**The problem:**
Repeat the entries word for word, starting with the line that contains "Help me find the woman's long" and ending with the line that contains "[671,418,738,436]", both of those lines included.

+---+

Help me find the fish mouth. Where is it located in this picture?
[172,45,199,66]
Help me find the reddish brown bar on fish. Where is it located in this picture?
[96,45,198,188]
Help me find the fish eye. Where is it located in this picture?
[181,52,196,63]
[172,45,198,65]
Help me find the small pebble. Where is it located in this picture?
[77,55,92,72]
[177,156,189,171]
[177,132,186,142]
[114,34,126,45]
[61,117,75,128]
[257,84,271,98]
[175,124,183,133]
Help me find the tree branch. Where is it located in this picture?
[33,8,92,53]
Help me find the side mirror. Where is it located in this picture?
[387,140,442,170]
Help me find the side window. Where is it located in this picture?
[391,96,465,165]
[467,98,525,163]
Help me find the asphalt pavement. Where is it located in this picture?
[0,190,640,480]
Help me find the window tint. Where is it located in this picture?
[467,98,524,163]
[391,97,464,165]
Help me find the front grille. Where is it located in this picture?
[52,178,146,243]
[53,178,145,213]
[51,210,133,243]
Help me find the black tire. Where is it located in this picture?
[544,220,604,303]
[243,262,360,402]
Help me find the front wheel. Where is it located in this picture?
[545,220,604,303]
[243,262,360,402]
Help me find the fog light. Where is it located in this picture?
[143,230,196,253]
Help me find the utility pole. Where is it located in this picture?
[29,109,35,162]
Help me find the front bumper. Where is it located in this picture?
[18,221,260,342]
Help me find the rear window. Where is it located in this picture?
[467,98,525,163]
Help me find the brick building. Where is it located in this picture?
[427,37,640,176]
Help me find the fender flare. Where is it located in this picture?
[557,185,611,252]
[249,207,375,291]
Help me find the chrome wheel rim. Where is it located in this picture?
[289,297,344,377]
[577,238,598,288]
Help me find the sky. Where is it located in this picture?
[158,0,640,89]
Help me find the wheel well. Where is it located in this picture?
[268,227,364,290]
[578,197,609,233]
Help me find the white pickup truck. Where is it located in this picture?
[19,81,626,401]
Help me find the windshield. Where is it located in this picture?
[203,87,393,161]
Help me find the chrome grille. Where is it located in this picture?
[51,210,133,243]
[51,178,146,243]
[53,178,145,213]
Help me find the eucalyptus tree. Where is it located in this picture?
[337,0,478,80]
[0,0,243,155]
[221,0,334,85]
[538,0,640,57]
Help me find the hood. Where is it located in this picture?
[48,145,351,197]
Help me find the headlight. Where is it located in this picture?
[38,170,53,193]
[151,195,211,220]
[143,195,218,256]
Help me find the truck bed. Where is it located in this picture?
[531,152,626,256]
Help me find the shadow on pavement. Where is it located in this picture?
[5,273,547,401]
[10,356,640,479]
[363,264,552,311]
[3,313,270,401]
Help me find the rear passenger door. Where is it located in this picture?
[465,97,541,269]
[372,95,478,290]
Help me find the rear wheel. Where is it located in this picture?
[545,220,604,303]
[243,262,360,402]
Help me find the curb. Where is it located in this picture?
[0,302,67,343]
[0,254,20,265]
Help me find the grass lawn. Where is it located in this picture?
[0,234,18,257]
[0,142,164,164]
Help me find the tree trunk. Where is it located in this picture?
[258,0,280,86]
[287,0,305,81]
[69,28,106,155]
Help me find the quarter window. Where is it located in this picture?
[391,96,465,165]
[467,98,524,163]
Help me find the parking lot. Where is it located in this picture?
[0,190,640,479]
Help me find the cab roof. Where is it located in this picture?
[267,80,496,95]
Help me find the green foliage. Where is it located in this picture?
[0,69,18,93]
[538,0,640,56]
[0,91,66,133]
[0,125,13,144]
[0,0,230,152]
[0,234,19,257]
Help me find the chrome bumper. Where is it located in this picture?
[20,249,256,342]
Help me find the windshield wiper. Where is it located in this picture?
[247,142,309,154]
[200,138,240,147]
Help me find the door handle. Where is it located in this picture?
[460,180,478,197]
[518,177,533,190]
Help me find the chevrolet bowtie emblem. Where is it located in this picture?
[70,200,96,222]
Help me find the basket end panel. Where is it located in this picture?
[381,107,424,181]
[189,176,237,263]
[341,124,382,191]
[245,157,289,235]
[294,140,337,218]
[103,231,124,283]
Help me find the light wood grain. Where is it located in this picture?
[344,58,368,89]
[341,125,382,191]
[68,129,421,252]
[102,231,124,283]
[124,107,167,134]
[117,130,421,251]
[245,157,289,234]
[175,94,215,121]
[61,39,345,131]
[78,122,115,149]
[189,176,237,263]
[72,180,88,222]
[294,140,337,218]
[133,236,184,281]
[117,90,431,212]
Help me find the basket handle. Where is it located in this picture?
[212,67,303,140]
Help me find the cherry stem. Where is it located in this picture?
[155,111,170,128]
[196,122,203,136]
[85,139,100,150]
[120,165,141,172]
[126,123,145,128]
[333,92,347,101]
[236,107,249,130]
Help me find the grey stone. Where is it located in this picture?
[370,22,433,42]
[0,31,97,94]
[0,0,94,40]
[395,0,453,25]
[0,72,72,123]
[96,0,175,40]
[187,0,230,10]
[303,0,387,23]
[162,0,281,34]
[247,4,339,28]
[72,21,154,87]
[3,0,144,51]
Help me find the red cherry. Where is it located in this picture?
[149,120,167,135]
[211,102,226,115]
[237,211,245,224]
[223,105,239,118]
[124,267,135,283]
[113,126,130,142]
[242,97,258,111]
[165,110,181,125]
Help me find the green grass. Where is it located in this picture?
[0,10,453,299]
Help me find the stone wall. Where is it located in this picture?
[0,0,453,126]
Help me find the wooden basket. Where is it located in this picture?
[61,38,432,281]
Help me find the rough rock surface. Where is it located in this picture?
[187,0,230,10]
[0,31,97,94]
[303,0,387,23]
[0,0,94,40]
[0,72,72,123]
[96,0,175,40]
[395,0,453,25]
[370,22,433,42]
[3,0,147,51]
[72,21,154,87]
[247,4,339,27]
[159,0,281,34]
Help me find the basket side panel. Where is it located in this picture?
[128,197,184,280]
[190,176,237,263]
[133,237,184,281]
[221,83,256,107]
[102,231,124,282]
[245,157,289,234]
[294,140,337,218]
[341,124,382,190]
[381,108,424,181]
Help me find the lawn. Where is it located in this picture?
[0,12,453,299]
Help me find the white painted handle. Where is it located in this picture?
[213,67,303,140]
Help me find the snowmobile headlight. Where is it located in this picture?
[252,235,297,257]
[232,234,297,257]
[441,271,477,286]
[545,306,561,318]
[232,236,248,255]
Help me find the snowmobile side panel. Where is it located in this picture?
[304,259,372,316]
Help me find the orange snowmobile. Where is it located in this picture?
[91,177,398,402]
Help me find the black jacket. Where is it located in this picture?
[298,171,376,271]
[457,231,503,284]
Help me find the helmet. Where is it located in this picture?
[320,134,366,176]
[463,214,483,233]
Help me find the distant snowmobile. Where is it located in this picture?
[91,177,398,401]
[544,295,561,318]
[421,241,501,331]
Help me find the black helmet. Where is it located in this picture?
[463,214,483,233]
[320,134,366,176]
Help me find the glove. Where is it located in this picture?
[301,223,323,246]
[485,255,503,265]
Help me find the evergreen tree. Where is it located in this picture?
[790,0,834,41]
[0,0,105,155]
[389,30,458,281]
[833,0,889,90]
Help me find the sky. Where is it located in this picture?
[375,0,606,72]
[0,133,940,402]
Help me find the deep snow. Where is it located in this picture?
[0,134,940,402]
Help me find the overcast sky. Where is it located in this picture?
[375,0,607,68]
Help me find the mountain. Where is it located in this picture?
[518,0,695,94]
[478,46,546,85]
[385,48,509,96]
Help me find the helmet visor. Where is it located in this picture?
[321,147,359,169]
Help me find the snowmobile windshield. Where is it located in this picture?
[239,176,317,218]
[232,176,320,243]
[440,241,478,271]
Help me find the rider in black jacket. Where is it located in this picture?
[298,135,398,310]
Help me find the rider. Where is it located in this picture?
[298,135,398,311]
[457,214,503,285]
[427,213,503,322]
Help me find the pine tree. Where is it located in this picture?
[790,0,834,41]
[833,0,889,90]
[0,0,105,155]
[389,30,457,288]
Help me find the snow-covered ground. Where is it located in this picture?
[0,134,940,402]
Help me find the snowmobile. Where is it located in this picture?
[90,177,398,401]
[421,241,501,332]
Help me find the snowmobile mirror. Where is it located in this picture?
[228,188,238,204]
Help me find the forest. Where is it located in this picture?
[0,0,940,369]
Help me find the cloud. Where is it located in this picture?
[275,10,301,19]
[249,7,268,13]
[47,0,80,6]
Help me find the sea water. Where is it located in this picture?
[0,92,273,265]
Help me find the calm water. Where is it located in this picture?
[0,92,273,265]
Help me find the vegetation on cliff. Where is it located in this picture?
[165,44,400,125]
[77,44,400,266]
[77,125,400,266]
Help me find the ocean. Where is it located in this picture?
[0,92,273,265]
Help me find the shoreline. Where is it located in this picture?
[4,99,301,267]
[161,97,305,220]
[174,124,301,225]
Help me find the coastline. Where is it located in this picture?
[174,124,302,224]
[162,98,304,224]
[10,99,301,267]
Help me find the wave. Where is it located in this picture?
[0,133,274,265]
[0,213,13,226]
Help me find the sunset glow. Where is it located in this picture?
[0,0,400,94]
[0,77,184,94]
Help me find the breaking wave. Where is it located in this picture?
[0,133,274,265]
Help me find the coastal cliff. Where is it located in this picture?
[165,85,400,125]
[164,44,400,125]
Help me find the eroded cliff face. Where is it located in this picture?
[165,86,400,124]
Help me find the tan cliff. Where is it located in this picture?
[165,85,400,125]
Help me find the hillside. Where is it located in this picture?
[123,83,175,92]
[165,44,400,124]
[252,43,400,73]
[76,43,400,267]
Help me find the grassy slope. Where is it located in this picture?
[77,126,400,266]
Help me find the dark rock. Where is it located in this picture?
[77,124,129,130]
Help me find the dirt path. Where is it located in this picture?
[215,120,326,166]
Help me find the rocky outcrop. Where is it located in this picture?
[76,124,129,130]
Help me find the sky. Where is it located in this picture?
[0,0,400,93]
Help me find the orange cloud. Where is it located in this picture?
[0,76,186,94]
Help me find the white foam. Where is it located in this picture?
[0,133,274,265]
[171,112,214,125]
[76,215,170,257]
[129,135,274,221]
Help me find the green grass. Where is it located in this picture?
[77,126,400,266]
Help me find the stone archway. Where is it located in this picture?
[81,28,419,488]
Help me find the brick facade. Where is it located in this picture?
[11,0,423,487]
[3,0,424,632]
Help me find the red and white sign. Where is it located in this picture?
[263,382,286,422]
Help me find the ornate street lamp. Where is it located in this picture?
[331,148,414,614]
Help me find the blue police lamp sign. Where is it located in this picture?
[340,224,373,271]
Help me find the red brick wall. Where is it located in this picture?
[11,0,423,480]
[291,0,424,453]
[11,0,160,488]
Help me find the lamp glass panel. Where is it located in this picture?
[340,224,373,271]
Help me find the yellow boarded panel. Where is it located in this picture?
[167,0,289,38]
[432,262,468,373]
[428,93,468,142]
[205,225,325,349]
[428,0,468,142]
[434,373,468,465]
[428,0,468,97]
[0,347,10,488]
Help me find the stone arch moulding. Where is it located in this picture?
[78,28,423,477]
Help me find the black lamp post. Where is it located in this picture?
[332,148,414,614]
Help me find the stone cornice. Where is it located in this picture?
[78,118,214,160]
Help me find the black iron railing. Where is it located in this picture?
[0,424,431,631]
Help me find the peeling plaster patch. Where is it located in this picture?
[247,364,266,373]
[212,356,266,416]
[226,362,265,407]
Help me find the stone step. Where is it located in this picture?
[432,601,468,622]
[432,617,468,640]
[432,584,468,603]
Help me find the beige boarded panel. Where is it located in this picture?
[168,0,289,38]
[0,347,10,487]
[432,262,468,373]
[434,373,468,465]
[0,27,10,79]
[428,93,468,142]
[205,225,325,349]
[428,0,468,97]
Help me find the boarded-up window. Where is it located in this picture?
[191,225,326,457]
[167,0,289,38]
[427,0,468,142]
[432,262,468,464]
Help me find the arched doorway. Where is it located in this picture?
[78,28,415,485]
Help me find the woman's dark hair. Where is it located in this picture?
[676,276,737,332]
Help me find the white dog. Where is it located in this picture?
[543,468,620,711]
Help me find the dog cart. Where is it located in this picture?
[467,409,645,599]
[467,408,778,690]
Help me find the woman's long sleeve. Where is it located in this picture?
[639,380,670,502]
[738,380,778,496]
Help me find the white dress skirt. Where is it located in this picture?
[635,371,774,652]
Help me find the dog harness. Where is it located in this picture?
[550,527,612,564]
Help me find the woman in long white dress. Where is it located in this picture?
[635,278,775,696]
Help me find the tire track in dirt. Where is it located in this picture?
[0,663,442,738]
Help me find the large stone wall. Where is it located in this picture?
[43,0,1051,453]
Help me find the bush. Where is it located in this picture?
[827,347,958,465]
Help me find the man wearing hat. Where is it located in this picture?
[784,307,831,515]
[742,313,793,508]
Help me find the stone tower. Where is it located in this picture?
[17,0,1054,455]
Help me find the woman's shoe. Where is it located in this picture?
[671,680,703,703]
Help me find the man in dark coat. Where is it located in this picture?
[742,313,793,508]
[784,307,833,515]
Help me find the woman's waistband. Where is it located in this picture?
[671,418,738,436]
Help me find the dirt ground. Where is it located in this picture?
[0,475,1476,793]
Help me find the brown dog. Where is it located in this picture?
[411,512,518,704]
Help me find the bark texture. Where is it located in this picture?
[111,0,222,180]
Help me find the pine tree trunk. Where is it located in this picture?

+---+

**Result of this exercise:**
Help me find the woman's long sleeve. Where is it located in this picture?
[639,380,670,502]
[738,380,778,496]
Help me find the white dress skirt. Where is it located in this picture?
[635,371,774,652]
Help me find the dog harness. Where is it located in this picture?
[550,527,612,564]
Help me find the woman in long white dress. Where is it located in this picture?
[635,278,775,696]
Help me find the tire track in dirt. Where is it located in this picture?
[0,663,442,738]
Help me find the large stone wall. Where is it located in this picture?
[43,0,1051,453]
Help me find the bush. Where is it located in this picture?
[827,347,958,465]
Help me find the man wearing hat. Where is it located in this picture?
[784,307,831,515]
[742,313,793,508]
Help me find the stone tower. Where is it located in this picture?
[17,0,1054,455]
Help me find the woman's shoe. Where is it located in this picture?
[671,680,703,703]
Help me find the man in dark coat. Where is it located in this picture?
[742,313,793,508]
[784,307,833,515]
Help me find the woman's waistband. Where is it located in this picture?
[671,418,738,436]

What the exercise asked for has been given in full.